§ Document extract
Deadline December 06, 2021

Website | Application

As a public park and outdoor venue, Socrates is an art space particularly attuned to the effects of climate change. Applicants to the 2022 Socrates Annual Fellowship and exhibition program are encouraged to submit proposals based on the prompt "Sink or Swim" with the goal of presenting a public artwork for a fall of 2022 group exhibition. Fellowship recipients will receive an $8,000 production grant to support their project, a $2,000 honorarium, and three months of seven-day-a-week access to the resources and fabrication facilities of the park’s outdoor artist studio.

This year, Socrates asks artists to consider the present-day ecological conditions and challenges that our globe faces. Just this August, the United Nations Intergovernmental Panel on Climate Change reported that 1.5 degrees C global temperature within the next 20 years is unavoidable, but there is a window of opportunity for global action to slow the current warming trend and consequential environmental destruction. We are at once on the tipping point of irreparable ecological devastation and at the dawn of a new age of Green politics and technologies. Reduction of future emissions paired with technologies for carbon sinking [*pulling CO2 out of the atmosphere and trapping it in rock or water] may temper the warming phenomena. Or, the rising temperatures may further melt our glaciers, increasing ocean levels, leaving coastal cities underwater. In this scenario, sinking is preferable to swimming.

§ Exercise
Copy the fellowship call word for word, from "Website | Application" up to and including "outdoor artist studio.".

§ Excerpted data

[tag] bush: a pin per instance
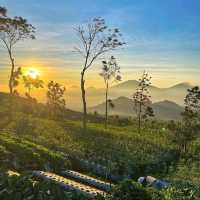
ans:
(129, 190)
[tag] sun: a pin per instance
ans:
(33, 73)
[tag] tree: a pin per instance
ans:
(192, 104)
(110, 73)
(13, 30)
(3, 12)
(95, 40)
(16, 76)
(55, 96)
(31, 83)
(141, 100)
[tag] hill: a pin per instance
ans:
(165, 110)
(95, 96)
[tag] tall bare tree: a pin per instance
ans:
(13, 30)
(3, 12)
(55, 98)
(95, 40)
(141, 99)
(30, 83)
(110, 73)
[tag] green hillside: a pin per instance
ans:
(30, 140)
(123, 106)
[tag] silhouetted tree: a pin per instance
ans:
(142, 101)
(3, 12)
(192, 104)
(95, 40)
(31, 83)
(110, 73)
(16, 76)
(55, 97)
(13, 30)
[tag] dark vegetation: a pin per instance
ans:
(49, 137)
(31, 139)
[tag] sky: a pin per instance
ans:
(162, 37)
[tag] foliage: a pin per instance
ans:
(141, 100)
(110, 73)
(95, 40)
(27, 155)
(31, 83)
(129, 190)
(13, 30)
(55, 98)
(27, 187)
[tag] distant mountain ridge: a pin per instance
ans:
(164, 110)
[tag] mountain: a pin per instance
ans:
(165, 110)
(96, 96)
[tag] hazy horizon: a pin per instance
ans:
(166, 44)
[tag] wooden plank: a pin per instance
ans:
(102, 185)
(86, 191)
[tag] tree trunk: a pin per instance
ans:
(11, 72)
(139, 118)
(106, 112)
(84, 100)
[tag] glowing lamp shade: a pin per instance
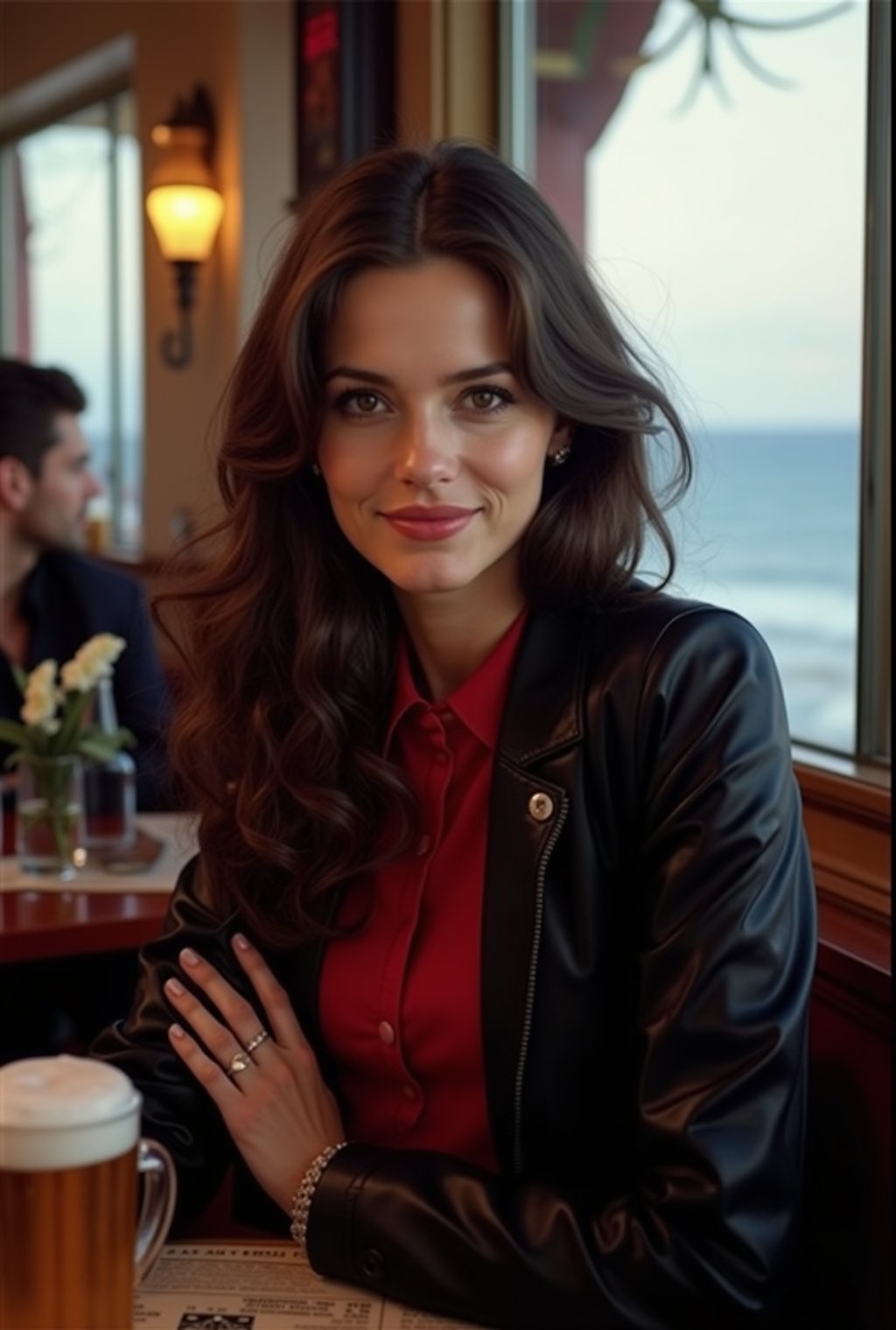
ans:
(185, 220)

§ Full output
Website | Application

As a public park and outdoor venue, Socrates is an art space particularly attuned to the effects of climate change. Applicants to the 2022 Socrates Annual Fellowship and exhibition program are encouraged to submit proposals based on the prompt "Sink or Swim" with the goal of presenting a public artwork for a fall of 2022 group exhibition. Fellowship recipients will receive an $8,000 production grant to support their project, a $2,000 honorarium, and three months of seven-day-a-week access to the resources and fabrication facilities of the park’s outdoor artist studio.